__TASK GOAL__
When you reach the line containing "paper roll in", include it and stop; until then, return each line of the material exactly, starting with the first.

__EXERCISE DATA__
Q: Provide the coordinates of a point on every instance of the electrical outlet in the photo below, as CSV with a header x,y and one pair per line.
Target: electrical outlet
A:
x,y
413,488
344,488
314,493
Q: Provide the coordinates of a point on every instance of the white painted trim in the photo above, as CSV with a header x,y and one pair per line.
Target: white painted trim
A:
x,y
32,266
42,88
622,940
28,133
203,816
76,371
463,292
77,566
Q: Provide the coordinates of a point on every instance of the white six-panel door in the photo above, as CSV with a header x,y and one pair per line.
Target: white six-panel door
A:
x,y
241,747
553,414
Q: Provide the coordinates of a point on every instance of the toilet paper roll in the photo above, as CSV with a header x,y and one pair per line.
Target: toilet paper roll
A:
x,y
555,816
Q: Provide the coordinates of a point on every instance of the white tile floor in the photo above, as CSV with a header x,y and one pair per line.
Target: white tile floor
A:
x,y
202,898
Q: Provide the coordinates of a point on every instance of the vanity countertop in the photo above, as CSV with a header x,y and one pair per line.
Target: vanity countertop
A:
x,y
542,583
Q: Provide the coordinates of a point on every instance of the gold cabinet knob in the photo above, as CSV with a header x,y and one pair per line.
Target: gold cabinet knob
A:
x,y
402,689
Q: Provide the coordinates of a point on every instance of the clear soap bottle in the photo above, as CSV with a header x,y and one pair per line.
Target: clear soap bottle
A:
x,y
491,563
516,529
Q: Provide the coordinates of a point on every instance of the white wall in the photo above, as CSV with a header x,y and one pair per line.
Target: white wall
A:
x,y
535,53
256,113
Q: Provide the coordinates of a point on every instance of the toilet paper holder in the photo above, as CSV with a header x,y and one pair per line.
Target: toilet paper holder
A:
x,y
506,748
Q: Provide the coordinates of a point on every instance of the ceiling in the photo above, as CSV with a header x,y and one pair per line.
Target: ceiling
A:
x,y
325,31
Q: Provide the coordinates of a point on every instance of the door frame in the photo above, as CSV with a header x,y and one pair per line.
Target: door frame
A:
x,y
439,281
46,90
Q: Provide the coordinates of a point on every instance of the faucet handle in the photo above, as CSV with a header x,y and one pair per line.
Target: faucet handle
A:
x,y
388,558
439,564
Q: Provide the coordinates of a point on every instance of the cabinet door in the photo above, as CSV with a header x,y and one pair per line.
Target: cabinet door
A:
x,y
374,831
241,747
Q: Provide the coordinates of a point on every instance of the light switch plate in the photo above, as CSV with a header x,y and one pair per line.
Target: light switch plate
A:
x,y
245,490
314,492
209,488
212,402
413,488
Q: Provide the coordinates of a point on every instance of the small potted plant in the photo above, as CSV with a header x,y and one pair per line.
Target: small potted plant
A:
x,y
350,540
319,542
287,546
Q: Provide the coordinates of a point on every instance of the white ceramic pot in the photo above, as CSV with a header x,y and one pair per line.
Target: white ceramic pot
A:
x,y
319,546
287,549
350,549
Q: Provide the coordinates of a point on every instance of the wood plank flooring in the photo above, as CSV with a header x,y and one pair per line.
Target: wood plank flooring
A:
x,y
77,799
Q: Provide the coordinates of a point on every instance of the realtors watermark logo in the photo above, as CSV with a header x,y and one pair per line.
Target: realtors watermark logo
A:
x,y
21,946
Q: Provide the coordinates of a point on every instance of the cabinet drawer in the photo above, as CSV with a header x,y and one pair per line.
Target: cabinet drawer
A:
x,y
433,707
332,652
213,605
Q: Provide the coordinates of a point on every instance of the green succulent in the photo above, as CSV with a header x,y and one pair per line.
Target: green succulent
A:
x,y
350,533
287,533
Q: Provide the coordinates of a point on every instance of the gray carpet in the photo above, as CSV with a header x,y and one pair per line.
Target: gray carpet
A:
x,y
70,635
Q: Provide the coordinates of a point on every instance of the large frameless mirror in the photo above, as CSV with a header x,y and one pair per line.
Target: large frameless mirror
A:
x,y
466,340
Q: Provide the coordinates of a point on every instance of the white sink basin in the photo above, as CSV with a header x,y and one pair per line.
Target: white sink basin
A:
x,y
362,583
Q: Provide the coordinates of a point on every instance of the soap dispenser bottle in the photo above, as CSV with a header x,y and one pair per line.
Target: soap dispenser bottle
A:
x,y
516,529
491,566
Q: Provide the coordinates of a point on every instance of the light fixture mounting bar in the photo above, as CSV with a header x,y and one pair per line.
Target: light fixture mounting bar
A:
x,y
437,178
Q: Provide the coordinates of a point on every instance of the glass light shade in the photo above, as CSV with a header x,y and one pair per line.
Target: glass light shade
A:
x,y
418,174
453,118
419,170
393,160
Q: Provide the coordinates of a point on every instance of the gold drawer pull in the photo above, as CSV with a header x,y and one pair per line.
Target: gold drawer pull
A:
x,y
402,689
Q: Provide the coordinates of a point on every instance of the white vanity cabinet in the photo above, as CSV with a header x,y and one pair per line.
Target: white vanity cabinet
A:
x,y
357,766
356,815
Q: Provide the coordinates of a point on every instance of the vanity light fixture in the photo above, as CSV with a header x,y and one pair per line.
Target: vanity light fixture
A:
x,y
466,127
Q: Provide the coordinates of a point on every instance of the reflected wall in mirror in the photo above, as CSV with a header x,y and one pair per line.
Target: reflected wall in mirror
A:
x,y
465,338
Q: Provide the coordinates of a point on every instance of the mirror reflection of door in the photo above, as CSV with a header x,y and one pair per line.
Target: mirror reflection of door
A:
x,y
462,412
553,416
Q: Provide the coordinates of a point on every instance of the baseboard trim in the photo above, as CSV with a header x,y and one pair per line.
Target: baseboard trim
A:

__REPLY TO THE EXERCISE__
Q: Provide the coordinates of a point on every instance of the electrical outlet in the photo below, as CSV with a header x,y and one pair per line.
Target: electrical outlet
A:
x,y
413,488
344,488
314,493
Q: Provide the coordinates of a point on every instance of the white painted trim in the photo above, as CSV with a header x,y and one pair per line.
Target: white painted trim
A:
x,y
32,266
42,88
622,940
28,133
203,816
76,371
463,292
77,566
Q: Provide the coordinates of a point on every instance of the white six-panel door in the photo above, as CSV with a header x,y and one pair per line.
Target: white six-panel door
A:
x,y
241,747
553,414
Q: Provide the coordinates of a point on every instance of the toilet paper roll in the photo above, as CSV with a header x,y and one pair per line.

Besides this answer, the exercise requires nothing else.